» **Objetivo del ejercicio**: Prosigue el fragmento sobre la negación de la voluntad a partir de su última oración.

» **Fragmento para leer**:

★ ★ ★ ★ ★

Alejemos nuestra mirada de nuestra propia insuficiencia, de la estrechez de nuestros sentimientos y de nuestros prejuicios, volvámosla hacia los que han vencido al mundo, en quienes la voluntad, llegado a un pleno conocimiento de sí misma, se ha encontrado en todo y libremente se ha negado, y espera que sus últimas chispas se extingan con el cuerpo que las anima, entonces veremos, en lugar de esas irresistibles pasiones, de esa actividad sin reposo, en lugar de ese paso incesante del deseo al temor y del placer al dolor, en vez de esa esperanza que nada satisface, y que nunca se apacigua ni desvanece, y que constituye el sueño de la vida para el hombre subyugado por la voluntad, vemos esa paz superior a toda razón, ese gran mar tranquilo del sentimiento, esa inquebrantable seguridad, esa serenidad cuyo solo reflejo en el rostro es un evangelio total al que, como se puede dar fe, no queda más que el conocimiento. Se ha desvanecido la voluntad.

★ ★ ★ ★ ★

» **Datos proporcionados**:
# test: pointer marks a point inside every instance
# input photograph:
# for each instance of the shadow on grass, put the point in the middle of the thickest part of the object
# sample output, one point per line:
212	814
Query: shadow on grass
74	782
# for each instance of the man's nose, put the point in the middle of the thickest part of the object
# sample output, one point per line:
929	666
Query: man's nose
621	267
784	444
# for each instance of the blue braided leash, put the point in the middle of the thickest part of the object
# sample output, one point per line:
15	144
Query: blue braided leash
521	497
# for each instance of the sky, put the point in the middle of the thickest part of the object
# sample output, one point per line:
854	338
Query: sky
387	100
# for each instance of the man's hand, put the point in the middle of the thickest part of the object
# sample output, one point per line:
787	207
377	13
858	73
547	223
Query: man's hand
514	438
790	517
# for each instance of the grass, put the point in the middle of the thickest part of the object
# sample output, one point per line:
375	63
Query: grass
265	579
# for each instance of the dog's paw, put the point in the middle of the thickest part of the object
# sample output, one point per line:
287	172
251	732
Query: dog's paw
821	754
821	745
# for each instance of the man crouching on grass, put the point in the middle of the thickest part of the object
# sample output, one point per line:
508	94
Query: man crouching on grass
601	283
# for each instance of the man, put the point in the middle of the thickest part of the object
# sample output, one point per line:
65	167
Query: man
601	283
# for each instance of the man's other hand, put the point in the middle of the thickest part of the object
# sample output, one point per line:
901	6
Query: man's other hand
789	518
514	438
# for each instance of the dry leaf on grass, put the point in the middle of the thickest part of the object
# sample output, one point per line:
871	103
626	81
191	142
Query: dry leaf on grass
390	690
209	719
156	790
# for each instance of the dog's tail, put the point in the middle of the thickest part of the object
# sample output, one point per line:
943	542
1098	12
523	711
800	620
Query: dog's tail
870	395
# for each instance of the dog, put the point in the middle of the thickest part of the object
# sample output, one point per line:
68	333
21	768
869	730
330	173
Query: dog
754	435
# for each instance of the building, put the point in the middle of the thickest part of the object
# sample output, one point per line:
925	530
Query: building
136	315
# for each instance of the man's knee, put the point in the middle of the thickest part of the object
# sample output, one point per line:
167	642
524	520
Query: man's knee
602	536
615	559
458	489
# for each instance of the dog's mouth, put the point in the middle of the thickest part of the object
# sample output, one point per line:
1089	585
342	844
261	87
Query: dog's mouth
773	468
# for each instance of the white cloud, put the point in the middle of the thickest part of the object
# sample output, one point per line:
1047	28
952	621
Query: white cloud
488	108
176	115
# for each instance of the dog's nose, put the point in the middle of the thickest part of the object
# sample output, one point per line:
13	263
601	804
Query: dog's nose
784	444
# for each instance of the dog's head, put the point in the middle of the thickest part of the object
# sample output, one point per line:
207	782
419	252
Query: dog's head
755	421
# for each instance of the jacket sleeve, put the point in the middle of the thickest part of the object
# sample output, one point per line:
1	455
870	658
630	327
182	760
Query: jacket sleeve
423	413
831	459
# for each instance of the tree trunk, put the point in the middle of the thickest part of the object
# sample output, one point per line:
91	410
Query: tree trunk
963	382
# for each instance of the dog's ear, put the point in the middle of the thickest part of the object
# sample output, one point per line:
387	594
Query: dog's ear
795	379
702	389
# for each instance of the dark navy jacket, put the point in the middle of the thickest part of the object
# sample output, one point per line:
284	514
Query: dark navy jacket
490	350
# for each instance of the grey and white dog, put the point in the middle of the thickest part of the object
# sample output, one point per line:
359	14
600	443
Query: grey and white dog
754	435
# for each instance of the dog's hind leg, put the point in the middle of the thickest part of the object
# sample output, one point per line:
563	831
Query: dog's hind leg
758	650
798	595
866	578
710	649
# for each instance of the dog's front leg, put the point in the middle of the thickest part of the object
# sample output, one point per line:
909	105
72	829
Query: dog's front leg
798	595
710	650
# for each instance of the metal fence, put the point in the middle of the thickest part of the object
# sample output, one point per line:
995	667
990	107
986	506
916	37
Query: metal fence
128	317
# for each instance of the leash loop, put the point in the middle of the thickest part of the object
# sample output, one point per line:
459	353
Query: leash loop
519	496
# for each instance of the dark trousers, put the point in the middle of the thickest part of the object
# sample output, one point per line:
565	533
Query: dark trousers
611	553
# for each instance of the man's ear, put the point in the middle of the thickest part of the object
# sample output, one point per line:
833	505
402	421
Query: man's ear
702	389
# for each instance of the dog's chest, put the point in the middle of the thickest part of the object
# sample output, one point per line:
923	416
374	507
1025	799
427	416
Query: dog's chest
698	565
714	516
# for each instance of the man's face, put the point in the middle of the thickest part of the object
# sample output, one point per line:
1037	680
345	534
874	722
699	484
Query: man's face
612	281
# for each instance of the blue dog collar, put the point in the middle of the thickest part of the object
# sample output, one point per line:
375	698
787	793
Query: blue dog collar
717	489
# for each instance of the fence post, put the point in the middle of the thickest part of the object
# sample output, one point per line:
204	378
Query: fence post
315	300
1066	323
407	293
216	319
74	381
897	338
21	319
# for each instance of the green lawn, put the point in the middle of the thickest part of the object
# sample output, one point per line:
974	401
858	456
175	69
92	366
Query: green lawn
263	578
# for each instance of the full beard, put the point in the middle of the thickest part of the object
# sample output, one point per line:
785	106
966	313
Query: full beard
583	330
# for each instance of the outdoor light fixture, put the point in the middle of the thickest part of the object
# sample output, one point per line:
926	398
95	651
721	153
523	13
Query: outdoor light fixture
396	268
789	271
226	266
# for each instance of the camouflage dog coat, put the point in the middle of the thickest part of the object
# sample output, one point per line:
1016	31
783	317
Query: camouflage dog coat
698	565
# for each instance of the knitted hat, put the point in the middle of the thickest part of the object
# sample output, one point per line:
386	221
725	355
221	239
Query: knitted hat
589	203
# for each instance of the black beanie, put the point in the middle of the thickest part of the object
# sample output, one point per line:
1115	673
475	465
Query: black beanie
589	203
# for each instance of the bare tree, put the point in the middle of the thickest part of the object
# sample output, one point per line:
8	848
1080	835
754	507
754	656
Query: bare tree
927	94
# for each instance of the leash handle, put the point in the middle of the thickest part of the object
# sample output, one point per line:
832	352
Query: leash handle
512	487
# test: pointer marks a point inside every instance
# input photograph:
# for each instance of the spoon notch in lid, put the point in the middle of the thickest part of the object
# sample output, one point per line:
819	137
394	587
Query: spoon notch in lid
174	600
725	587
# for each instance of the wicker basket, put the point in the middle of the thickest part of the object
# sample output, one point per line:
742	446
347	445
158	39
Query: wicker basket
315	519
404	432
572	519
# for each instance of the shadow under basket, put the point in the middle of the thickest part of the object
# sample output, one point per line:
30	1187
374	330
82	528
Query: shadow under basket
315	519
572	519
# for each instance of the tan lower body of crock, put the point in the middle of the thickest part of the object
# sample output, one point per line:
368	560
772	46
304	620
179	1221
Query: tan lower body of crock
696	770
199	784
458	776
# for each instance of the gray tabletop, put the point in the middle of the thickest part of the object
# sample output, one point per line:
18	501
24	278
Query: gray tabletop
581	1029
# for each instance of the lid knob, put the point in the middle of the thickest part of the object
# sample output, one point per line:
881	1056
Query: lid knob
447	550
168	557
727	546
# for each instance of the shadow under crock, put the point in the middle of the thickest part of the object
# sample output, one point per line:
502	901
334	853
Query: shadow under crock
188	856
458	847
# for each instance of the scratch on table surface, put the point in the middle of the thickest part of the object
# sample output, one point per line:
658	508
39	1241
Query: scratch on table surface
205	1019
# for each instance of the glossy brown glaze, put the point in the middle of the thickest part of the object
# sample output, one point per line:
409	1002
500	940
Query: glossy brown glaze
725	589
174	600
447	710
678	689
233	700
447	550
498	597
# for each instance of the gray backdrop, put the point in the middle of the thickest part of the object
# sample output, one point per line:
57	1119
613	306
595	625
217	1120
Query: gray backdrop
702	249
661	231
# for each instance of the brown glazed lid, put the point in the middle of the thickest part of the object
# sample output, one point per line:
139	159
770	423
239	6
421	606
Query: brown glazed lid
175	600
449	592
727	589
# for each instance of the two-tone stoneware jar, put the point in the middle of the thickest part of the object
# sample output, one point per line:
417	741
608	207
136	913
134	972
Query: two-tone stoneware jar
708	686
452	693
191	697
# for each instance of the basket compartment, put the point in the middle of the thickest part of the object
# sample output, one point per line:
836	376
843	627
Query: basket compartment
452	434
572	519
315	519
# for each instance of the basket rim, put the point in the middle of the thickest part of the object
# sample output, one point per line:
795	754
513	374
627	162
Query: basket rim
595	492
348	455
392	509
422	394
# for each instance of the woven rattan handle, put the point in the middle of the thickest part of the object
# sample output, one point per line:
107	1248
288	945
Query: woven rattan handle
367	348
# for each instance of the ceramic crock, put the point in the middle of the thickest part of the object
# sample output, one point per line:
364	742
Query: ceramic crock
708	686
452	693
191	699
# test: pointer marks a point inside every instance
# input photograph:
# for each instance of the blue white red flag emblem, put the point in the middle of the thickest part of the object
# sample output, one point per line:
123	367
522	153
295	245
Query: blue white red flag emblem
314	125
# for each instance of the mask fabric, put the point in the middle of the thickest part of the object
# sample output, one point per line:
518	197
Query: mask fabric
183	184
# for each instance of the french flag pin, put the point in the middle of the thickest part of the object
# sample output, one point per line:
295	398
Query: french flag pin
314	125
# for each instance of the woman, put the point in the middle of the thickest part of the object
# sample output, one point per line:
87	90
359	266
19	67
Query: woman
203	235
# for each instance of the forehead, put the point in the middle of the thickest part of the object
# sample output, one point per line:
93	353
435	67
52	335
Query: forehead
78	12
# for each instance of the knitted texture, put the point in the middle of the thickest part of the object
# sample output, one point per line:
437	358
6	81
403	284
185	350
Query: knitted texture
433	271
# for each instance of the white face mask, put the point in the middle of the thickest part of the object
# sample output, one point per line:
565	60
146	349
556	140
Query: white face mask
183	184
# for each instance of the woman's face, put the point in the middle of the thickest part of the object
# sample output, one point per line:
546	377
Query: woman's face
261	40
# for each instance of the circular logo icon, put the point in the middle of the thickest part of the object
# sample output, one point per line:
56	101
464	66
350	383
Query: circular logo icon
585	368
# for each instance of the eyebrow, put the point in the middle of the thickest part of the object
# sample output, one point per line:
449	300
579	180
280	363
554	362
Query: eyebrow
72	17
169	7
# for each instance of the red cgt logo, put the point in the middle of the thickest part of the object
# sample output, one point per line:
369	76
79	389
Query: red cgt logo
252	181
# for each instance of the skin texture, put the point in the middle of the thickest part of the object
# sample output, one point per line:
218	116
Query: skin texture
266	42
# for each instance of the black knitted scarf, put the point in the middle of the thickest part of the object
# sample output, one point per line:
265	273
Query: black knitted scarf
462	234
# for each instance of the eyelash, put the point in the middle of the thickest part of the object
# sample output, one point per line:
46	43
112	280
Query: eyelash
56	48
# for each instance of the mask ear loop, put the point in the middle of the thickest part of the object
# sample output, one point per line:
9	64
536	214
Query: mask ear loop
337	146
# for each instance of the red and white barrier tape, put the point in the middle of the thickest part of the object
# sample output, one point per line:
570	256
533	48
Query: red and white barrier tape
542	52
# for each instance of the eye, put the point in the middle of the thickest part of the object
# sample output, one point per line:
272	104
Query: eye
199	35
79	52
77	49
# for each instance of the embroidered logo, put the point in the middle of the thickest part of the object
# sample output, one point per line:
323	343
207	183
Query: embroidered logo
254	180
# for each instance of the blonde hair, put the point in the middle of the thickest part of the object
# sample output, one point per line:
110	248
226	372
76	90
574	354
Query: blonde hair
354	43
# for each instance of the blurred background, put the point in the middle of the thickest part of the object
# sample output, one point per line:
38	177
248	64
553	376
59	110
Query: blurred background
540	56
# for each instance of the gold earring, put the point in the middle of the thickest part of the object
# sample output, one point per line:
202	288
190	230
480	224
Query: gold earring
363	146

★ ★ ★ ★ ★

» **Respuesta del ejercicio**:
Es el espíritu íntimo y el sentido de la verdadera y pura vida del ascetismo en general el sentirse digno y capaz de una mejor existencia que la nuestra, y el querer mantener esta convicción por el desprecio de todos los goces vanos de este mundo. Con calma y seguridad se espera el fin de esta vida, privada de sus aspectos engañosos, para saludar un día la hora de la muerte como la hora de la liberación.